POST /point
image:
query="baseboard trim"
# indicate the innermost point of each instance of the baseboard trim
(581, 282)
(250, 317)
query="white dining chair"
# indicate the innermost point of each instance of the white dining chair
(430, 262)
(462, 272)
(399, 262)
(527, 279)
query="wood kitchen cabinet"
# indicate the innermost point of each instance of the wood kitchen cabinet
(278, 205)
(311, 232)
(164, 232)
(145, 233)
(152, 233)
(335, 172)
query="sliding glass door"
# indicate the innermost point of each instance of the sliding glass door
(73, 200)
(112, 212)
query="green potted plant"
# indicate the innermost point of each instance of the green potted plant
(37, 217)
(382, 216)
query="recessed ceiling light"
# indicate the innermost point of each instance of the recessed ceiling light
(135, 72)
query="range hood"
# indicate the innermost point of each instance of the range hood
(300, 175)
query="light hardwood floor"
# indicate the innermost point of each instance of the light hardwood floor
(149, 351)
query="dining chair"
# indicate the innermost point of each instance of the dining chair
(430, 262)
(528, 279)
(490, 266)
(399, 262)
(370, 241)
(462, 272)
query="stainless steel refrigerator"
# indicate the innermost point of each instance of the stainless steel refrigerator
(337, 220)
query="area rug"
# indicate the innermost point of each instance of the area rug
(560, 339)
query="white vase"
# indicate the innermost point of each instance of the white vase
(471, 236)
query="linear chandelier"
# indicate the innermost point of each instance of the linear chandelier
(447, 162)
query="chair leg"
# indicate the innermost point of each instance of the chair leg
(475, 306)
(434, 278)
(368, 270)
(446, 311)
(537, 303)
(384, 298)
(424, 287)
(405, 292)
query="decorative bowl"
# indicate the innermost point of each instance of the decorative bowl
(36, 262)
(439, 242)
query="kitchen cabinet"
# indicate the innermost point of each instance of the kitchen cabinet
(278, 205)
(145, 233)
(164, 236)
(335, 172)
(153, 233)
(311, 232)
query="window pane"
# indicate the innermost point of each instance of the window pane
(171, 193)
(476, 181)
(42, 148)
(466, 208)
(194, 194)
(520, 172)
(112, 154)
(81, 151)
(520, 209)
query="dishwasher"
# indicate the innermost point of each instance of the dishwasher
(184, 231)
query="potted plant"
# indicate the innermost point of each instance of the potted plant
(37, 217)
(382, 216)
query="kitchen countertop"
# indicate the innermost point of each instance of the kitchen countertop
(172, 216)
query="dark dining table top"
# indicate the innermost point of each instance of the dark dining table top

.....

- The problem -
Search the listing for the word "table" and return each line that holds it.

- Answer to this exercise -
query="dark dining table top"
# indicate the innermost point of each instance of the dark dining table top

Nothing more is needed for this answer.